**Work to be completed**. Which of the lines in the listing that follows hold "snow"? Pull each one out.

**Data in this exercise**.
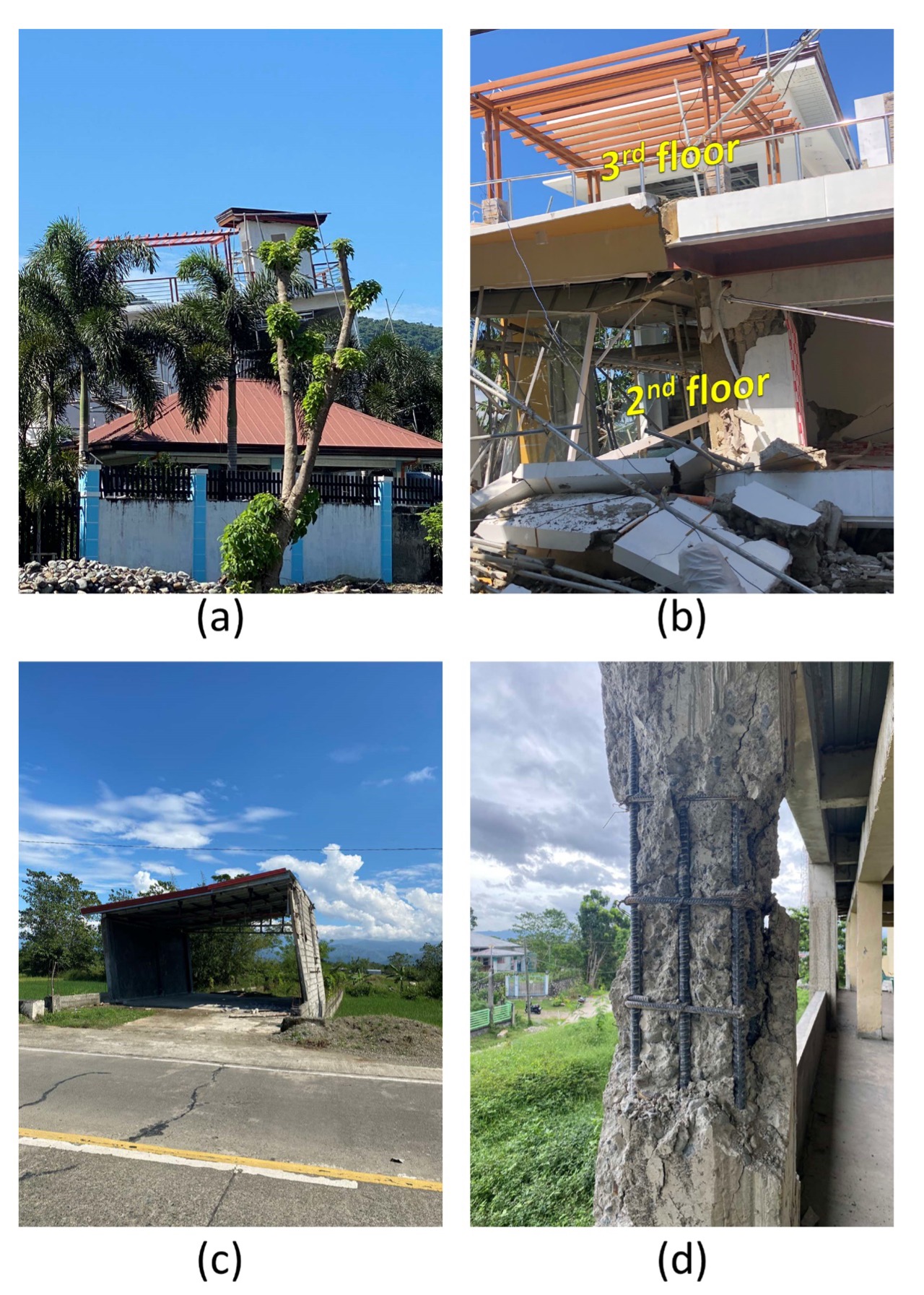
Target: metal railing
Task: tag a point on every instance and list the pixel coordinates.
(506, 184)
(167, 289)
---
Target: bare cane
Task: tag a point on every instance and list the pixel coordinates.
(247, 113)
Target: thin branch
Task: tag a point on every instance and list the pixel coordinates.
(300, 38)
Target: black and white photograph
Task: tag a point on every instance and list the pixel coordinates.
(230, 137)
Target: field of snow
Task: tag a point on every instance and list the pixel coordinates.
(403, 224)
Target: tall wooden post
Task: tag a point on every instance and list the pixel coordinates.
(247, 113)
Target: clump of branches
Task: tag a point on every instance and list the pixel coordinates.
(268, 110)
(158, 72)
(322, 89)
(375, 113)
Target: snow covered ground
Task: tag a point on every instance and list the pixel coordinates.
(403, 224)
---
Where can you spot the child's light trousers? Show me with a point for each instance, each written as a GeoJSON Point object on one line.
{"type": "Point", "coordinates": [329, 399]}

**Solution for this exercise**.
Target: field of snow
Target: snow covered ground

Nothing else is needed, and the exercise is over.